# How often to bathe a GR pup / stinky



## xooxlinds

I have been told from 2 groomers that it is important not to bathe a golden pup 'too often' as their natural oils keep their skin and coat healthy. This is understandable, however, we have been getting rain almost every day (welcome to Florida!) and Eli has been getting quite stinky. I have a few pet colognes, but they only cover up his stinky smell and I am afraid to bathe him too often in fear of drying out his skin and coat. I have only given him a bath maybe 2x a month, so far. What are your suggestions? I give him fish oil on top of his food (1 capsule 2x a day) and 1 tsp. of organic coconut oil 1x day on his food. Are there any other remedies to control a stinky pup that you can recommend? Thanks in advance!


----------



## The life of Piper

xooxlinds said:


> I have been told from 2 groomers that it is important not to bathe a golden pup 'too often' as their natural oils keep their skin and coat healthy. This is understandable, however, we have been getting rain almost every day (welcome to Florida!) and Eli has been getting quite stinky. I have a few pet colognes, but they only cover up his stinky smell and I am afraid to bathe him too often in fear of drying out his skin and coat. I have only given him a bath maybe 2x a month, so far. What are your suggestions? I give him fish oil on top of his food (1 capsule 2x a day) and 1 tsp. of organic coconut oil 1x day on his food. Are there any other remedies to control a stinky pup that you can recommend? Thanks in advance!


I wash Piper usually once a month. Or whenever she's been snacking out of the dishwasher and has food all over her fur. Every dog is different though, so maybe one every 2 weeks?


----------



## Claudia M

Bathe the girls once or twice a year. I use the Crown Royale 2 for the goldens and 3 for the flat coat. Also use the finishing spray couple times a year after they go in the pond. 

I used the spray with the puppy. It is too cold to give her a bath yet. 

No stinky pups in the house!

********

Copy the part of the thread on bathing a stinky golden pup starting at "I wash Piper" and ending at "in the house!", word for word.

INFORMATION:
********

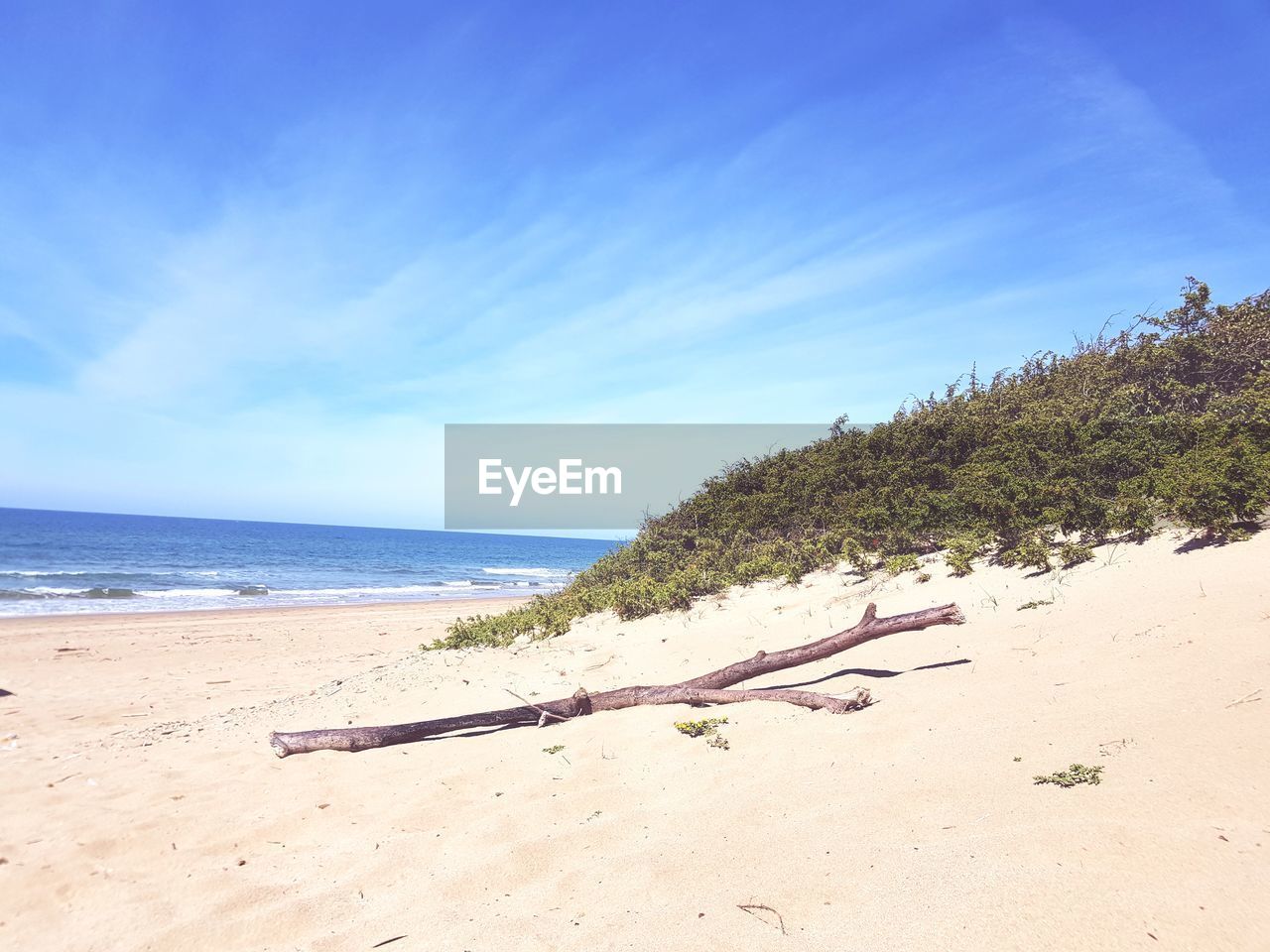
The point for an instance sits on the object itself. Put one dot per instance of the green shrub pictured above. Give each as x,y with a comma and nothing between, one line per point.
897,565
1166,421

********

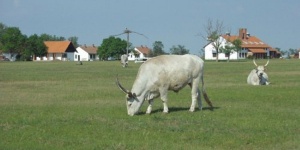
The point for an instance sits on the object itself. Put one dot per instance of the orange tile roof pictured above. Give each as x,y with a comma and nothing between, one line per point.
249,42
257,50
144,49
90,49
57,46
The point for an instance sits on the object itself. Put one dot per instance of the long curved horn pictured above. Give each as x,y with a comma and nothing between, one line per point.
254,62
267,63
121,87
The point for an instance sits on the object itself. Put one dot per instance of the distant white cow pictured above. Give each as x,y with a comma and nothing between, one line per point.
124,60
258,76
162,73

********

TASK RESULT:
I wash Piper usually once a month. Or whenever she's been snacking out of the dishwasher and has food all over her fur. Every dog is different though, so maybe one every 2 weeks?


----------



## Claudia M

Bathe the girls once or twice a year. I use the Crown Royale 2 for the goldens and 3 for the flat coat. Also use the finishing spray couple times a year after they go in the pond. 

I used the spray with the puppy. It is too cold to give her a bath yet. 

No stinky pups in the house!